SOURCE DOCUMENT:

----------

Suppose you were told the killing had happened (as in the right column of Cupholder's diagram, and required to guess the color of your room, with the following payoffs:
Guess red correctly -> you earn $1.50
Guess blue correctly -> you earn $1.00
Guess incorrectly -> you are terribly beaten.
Would you guess red? Knowing that under...
EDIT: This post has been superceeded by this one.
The doomsday argument, in its simplest form, claims that since 2/3 of all humans will be in the final 2/3 of all humans, we should conclude it is more likely we are in the final two thirds of all humans who’ve ever lived, than in the first third. In our current state of quasi-exponential population growth, this would mean that we are likely very close to the final end of humanity. The argument gets somewhat more sophisticated than that, but that's it in a nutshell.
There are many immediate rebuttals that spring to mind - there is something about the doomsday argument that brings out the certainty in most people that it must be wrong. But nearly all those supposed rebuttals are erroneous (see Nick Bostrom's book Anthropic Bias: Observation Selection Effects in Science and Philosophy). Essentially the only consistent low-level rebuttal to the doomsday argument is to use the self indication assumption (SIA).

----------

MATERIAL PROVIDED:
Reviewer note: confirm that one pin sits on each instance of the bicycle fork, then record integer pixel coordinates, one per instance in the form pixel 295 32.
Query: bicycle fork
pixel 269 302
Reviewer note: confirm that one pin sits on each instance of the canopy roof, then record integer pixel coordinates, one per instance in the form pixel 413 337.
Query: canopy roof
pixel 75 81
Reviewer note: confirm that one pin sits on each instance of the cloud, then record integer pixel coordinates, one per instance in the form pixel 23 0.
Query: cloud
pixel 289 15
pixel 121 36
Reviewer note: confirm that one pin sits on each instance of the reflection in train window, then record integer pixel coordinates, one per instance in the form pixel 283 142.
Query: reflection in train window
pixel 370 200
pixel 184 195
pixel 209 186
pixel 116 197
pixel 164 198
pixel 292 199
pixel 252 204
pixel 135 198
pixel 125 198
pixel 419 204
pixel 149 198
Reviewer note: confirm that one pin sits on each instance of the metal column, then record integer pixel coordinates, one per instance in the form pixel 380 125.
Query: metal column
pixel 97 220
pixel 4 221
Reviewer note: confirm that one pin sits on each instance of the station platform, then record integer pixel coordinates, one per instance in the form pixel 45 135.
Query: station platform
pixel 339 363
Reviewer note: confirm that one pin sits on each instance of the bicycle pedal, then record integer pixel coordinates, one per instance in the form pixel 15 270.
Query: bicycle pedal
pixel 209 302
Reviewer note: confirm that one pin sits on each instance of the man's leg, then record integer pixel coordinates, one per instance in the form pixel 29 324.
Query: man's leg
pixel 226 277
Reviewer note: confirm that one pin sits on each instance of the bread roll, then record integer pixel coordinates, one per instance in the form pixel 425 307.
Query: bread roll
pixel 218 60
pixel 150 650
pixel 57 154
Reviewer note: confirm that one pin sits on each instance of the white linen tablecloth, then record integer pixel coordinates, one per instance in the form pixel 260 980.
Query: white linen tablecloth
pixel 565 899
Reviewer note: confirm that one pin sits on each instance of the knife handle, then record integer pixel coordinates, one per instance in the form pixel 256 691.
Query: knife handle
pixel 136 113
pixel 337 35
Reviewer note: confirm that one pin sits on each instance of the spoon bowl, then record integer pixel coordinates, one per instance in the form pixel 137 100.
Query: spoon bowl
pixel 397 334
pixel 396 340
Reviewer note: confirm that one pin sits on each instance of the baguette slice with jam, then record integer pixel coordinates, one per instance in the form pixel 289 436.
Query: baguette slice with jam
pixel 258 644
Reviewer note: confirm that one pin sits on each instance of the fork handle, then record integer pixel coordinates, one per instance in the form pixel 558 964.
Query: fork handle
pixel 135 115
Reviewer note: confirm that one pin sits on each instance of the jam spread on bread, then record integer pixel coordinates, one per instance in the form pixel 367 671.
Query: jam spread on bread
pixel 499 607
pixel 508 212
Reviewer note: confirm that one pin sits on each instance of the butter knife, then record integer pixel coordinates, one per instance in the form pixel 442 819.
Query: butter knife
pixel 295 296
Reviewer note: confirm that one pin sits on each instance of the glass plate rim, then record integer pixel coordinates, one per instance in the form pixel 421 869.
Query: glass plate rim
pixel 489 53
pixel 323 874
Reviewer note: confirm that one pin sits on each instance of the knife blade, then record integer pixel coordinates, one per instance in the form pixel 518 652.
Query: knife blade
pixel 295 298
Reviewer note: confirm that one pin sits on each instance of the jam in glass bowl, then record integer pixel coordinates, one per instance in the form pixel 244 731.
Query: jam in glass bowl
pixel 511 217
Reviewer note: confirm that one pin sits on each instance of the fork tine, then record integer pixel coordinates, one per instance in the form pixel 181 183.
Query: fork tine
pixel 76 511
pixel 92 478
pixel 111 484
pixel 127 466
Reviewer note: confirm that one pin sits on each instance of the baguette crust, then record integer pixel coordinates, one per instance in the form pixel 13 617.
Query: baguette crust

----------

PROBLEM A: In the doomsday argument passage, what is essentially the only consistent low-level rebuttal to the doomsday argument?
PROBLEM B: From the doomsday argument passage, return the stretch verbatim, beginning at the words "EDIT: This post" and stopping after the words "in a nutshell.".

ANSWER SECTION A: Using the self indication assumption (SIA).

ANSWER SECTION B:
EDIT: This post has been superceeded by this one.
The doomsday argument, in its simplest form, claims that since 2/3 of all humans will be in the final 2/3 of all humans, we should conclude it is more likely we are in the final two thirds of all humans who’ve ever lived, than in the first third. In our current state of quasi-exponential population growth, this would mean that we are likely very close to the final end of humanity. The argument gets somewhat more sophisticated than that, but that's it in a nutshell.